#### Source extract

My right hon. Friend the Secretary of State has said that he would like to see the voluntary housing movement expand in the way that the building society movement has expanded over the past 50 years. But if the finance for the movement is to be dependent on local authorities and therefore to a certain extent at the whim of the district valuer, progress will inevitably be slow. It is essential to attract to the movement private investment. I believe there are large sums available if only we can get some sort of Government guarantee for such investment. Underwriting of that kind has been carried out most successfully in both the United States and Sweden. In the United States in particular—

Mr. Deputy Speaker (Sir Robert Grant-Ferris)

Order. The hon. Gentleman should not stray too far from the terms of the Motion by suggesting other things. We must keep strictly to its terms, as did the hon. Member for Willesden, East (Mr. Freeson), and discuss the amount of the contribution. Passing references to other things are in order but they should not be developed.

Mr. Benyon

I apologise, Mr. Deputy Speaker, but I was seeking to show that perhaps not quite so much finance would be needed if the kind of measures I suggest were carried out.

In neither country that I have mentioned have the Government guarantees been invoked by any lender, and in each country the Government have made considerable profits from the underwriting. There are precedents in this country, such as the export credits guarantees and the Home Office guarantees for the building of approved schools. What is essential is that the voluntary housing movement should play its part in increasing the capital formation in housing in this country. I think all hon. Members will agree that overall this has been low in the United Kingdom as a percentage of the gross national product. The order is a step in that direction.

If the low-cost rented sector is to be the exclusive preserve of the local authority and housing associations, it is absolutely essential that we get greater finance into the movement from other sources. To do that there has to be some sort of over-seeing body. I suggest that the Housing Corporation is such a body. I hope that my hon. Friend the Under-Secretary will take this point and perhaps seek to call a conference of the voluntary housing movement at which these additional sources of finance can be investigated.

10.56 p.m.

Mr. Arthur Jones (Northants, South)

I welcome the proposals in this Statutory Instrument. However, is my hon. Friend the Under-Secretary satisfied with the organisation that we see for housing societies and housing associations? Is he happy with the working of the arrangements with the multitude of organisations which undertake this vital improvement? Are those organisations in a position to make the best use of the funds which are being made available to them?

I was a member of the Cohen Committee which considered the organisation of housing societies and associations. Unfortunately that committee was appointed in 1968 and did not have an opportunity to finalise its investigations and prepare a report.

Clearly there is tremendous fragmentation in what is generally termed the third arm of housing. I agree with the hon. Member for Willesden, East (Mr. Freeson) that we should do everything possible to help the many people who voluntarily engage in this work. On the one hand there are the housing associations. More or less anybody can get together with others and form a housing association; there are no statutory requirements. As long as it is non-profit making, any group of people is entitled to set itself up and call itself a housing association.

########
#### Data entries

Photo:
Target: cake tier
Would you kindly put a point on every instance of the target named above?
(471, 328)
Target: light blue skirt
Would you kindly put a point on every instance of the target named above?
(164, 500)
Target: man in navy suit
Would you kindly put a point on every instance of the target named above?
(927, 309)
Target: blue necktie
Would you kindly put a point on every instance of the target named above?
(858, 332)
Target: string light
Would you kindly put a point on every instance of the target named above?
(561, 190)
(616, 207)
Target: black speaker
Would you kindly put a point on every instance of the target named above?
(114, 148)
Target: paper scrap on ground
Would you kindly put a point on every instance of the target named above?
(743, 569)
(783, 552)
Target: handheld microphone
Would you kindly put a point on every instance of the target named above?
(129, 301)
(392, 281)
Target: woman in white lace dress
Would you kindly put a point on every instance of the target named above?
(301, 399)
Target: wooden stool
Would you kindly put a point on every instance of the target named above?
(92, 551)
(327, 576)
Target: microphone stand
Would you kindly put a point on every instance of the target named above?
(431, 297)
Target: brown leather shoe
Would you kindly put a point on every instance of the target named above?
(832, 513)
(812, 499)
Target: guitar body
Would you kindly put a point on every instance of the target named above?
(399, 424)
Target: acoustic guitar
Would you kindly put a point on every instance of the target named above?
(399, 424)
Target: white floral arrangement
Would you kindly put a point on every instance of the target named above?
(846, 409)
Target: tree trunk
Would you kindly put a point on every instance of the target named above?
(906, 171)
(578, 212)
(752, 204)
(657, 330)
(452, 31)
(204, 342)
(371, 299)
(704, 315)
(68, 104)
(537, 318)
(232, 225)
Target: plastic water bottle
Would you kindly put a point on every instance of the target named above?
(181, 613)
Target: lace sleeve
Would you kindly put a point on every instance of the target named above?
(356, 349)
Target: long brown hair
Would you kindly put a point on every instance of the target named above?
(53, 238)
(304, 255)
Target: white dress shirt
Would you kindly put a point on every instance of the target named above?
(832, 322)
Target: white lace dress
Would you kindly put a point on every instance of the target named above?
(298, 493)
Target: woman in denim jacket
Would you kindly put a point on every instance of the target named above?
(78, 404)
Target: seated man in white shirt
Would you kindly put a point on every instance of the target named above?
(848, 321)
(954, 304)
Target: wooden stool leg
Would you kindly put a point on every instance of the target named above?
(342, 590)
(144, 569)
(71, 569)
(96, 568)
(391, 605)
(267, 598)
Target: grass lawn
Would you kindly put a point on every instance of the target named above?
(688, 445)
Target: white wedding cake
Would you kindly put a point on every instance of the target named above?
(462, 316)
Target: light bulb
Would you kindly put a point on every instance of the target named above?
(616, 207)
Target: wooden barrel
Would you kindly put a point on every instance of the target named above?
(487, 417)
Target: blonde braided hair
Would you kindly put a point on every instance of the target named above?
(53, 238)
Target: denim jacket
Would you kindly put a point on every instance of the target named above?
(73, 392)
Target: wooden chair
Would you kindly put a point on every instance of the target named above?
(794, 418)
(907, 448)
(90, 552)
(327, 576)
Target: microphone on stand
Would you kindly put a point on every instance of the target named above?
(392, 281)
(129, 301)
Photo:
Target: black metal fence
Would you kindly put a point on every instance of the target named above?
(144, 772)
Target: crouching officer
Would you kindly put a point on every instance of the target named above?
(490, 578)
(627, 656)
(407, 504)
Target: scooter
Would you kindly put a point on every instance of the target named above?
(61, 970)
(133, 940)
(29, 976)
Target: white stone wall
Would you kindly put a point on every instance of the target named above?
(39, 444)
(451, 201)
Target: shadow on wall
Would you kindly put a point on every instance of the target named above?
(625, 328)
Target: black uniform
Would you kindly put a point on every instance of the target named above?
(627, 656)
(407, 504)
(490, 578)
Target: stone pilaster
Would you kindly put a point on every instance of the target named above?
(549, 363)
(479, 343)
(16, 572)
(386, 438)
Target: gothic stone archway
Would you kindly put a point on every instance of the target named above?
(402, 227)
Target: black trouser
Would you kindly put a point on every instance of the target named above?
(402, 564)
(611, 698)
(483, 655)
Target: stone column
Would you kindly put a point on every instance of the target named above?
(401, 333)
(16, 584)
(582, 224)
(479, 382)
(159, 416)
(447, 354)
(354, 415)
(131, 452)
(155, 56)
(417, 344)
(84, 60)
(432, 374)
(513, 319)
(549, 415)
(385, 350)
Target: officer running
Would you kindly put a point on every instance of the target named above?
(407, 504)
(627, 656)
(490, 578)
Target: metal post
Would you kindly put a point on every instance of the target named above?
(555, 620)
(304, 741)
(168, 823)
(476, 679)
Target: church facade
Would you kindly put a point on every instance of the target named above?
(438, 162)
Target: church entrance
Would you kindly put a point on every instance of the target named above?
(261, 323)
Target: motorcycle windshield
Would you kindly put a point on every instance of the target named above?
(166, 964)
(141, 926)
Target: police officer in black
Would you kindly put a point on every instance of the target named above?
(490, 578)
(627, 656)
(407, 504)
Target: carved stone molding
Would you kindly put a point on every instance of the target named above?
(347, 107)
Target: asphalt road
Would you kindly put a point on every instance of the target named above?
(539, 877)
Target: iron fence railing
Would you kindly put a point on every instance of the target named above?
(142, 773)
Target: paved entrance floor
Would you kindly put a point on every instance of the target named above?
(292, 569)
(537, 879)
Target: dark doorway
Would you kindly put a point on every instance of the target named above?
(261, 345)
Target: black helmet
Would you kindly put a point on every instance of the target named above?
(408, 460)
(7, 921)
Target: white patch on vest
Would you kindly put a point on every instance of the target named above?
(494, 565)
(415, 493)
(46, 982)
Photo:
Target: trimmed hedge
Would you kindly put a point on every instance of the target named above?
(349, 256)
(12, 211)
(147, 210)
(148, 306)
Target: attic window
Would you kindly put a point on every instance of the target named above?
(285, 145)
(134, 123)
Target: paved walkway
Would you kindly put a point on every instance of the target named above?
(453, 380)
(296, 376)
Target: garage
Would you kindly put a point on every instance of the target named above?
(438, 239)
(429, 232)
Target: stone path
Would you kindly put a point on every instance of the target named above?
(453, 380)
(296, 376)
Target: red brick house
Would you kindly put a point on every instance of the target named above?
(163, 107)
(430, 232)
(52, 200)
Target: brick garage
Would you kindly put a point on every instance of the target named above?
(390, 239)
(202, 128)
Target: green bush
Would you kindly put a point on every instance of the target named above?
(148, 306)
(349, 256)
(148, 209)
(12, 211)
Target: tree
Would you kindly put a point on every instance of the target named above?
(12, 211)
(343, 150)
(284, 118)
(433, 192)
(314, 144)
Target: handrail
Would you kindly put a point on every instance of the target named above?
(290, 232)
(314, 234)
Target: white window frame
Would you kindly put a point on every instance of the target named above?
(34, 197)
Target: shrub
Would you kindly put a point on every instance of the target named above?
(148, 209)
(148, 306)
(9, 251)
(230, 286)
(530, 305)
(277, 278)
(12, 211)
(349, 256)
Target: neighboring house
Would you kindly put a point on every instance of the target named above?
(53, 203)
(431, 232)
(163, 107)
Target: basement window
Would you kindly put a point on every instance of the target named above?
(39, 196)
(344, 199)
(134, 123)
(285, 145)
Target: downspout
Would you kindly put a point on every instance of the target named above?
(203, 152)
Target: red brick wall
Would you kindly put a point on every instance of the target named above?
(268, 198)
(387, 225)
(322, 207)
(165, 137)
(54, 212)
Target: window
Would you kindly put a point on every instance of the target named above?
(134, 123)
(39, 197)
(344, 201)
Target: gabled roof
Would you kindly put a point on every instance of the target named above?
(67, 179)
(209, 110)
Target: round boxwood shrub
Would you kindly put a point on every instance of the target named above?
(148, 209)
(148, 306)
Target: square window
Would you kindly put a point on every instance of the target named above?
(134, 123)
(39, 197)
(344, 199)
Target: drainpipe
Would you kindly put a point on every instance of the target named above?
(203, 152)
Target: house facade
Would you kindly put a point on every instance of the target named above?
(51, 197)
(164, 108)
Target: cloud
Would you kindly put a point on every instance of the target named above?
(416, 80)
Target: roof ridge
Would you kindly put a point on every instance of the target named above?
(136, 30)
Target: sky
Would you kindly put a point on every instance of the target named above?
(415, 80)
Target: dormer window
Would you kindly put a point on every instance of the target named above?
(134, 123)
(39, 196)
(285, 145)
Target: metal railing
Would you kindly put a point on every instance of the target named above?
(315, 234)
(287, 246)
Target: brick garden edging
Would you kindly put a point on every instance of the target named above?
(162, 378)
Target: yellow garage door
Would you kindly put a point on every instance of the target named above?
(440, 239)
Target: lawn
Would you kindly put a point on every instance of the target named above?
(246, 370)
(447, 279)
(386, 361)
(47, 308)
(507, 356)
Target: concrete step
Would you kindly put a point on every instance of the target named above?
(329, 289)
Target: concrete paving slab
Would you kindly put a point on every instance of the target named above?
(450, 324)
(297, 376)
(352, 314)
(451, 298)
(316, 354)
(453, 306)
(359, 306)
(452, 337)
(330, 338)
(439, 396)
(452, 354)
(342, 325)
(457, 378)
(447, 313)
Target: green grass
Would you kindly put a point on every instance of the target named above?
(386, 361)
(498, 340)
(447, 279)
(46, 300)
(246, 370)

########

Reproduce the part of the housing debate above from "Mr. Deputy Speaker (Sir" up to and including "were carried out.".

**Exercise solution**
Mr. Deputy Speaker (Sir Robert Grant-Ferris)

Order. The hon. Gentleman should not stray too far from the terms of the Motion by suggesting other things. We must keep strictly to its terms, as did the hon. Member for Willesden, East (Mr. Freeson), and discuss the amount of the contribution. Passing references to other things are in order but they should not be developed.

Mr. Benyon

I apologise, Mr. Deputy Speaker, but I was seeking to show that perhaps not quite so much finance would be needed if the kind of measures I suggest were carried out.